---------- Source material ----------

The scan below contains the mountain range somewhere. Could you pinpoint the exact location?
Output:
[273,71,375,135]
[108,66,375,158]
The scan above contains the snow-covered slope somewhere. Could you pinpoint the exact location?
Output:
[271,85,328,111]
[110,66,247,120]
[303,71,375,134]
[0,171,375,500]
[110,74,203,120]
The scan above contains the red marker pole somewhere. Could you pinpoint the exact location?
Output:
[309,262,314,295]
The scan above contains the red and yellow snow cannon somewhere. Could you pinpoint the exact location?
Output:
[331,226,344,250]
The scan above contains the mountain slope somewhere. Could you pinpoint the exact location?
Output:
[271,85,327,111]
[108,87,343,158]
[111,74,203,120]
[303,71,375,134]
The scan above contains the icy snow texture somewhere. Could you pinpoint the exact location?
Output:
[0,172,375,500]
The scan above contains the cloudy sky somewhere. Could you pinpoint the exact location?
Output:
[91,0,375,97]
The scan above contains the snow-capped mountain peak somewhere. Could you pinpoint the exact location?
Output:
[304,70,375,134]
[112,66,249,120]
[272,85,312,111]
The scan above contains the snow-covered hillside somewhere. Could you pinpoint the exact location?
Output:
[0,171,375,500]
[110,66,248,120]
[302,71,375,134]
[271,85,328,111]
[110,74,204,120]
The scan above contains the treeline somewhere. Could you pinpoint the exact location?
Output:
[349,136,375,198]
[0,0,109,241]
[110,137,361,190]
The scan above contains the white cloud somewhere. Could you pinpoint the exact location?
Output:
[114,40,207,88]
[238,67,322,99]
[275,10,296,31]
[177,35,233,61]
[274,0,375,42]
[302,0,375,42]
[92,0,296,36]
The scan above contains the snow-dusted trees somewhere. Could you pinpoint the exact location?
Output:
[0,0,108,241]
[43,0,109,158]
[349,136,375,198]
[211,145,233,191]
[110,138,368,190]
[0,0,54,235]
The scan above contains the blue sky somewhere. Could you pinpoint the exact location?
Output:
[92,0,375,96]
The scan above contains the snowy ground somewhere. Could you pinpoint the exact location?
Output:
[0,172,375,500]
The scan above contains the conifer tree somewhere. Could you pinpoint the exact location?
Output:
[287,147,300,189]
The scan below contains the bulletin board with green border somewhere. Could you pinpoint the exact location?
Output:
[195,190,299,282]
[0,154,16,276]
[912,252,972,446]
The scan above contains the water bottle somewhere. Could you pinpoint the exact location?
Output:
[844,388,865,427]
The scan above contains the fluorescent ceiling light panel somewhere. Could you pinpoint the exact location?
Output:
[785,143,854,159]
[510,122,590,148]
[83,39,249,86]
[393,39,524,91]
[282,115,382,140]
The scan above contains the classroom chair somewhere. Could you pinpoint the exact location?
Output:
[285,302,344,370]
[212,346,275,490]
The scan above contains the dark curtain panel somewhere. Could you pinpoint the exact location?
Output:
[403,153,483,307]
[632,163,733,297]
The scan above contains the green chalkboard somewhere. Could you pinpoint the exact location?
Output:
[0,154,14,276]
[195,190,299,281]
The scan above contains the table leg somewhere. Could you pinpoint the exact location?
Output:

----------

## Instruction:
Write the lines above as a JSON list of strings, starting at the very first line and ending at the line that contains "[92,0,296,36]", with both of those lines included. Give one string per line and omit blank lines.

## The reply:
[
  "The scan below contains the mountain range somewhere. Could you pinpoint the exact location?",
  "Output:",
  "[273,71,375,135]",
  "[108,66,375,158]",
  "The scan above contains the snow-covered slope somewhere. Could you pinpoint the exact location?",
  "Output:",
  "[271,85,328,111]",
  "[110,66,247,120]",
  "[303,71,375,134]",
  "[0,171,375,500]",
  "[110,74,203,120]",
  "The scan above contains the red marker pole somewhere. Could you pinpoint the exact location?",
  "Output:",
  "[309,262,314,295]",
  "The scan above contains the red and yellow snow cannon somewhere. Could you pinpoint the exact location?",
  "Output:",
  "[331,226,344,250]",
  "The scan above contains the mountain slope somewhere. Could you pinpoint the exact location?",
  "Output:",
  "[271,85,327,111]",
  "[108,87,343,158]",
  "[111,74,203,120]",
  "[303,71,375,134]",
  "The scan above contains the icy snow texture somewhere. Could you pinpoint the exact location?",
  "Output:",
  "[0,172,375,500]",
  "The scan above contains the cloudy sky somewhere. Could you pinpoint the exact location?",
  "Output:",
  "[91,0,375,97]",
  "The scan above contains the snow-capped mountain peak somewhere. Could you pinpoint the exact location?",
  "Output:",
  "[304,70,375,134]",
  "[112,66,249,120]",
  "[272,85,312,111]",
  "The scan above contains the snow-covered hillside somewhere. Could you pinpoint the exact location?",
  "Output:",
  "[0,171,375,500]",
  "[110,66,248,120]",
  "[302,71,375,134]",
  "[271,85,328,111]",
  "[110,74,204,120]",
  "The scan above contains the treeline somewhere. Could you pinpoint the exact location?",
  "Output:",
  "[349,136,375,198]",
  "[0,0,109,241]",
  "[110,137,361,190]",
  "The scan above contains the white cloud somewhere. Could you pinpoint the exact location?",
  "Output:",
  "[114,40,207,88]",
  "[238,67,322,99]",
  "[275,10,296,31]",
  "[177,35,233,61]",
  "[274,0,375,42]",
  "[302,0,375,42]",
  "[92,0,296,36]"
]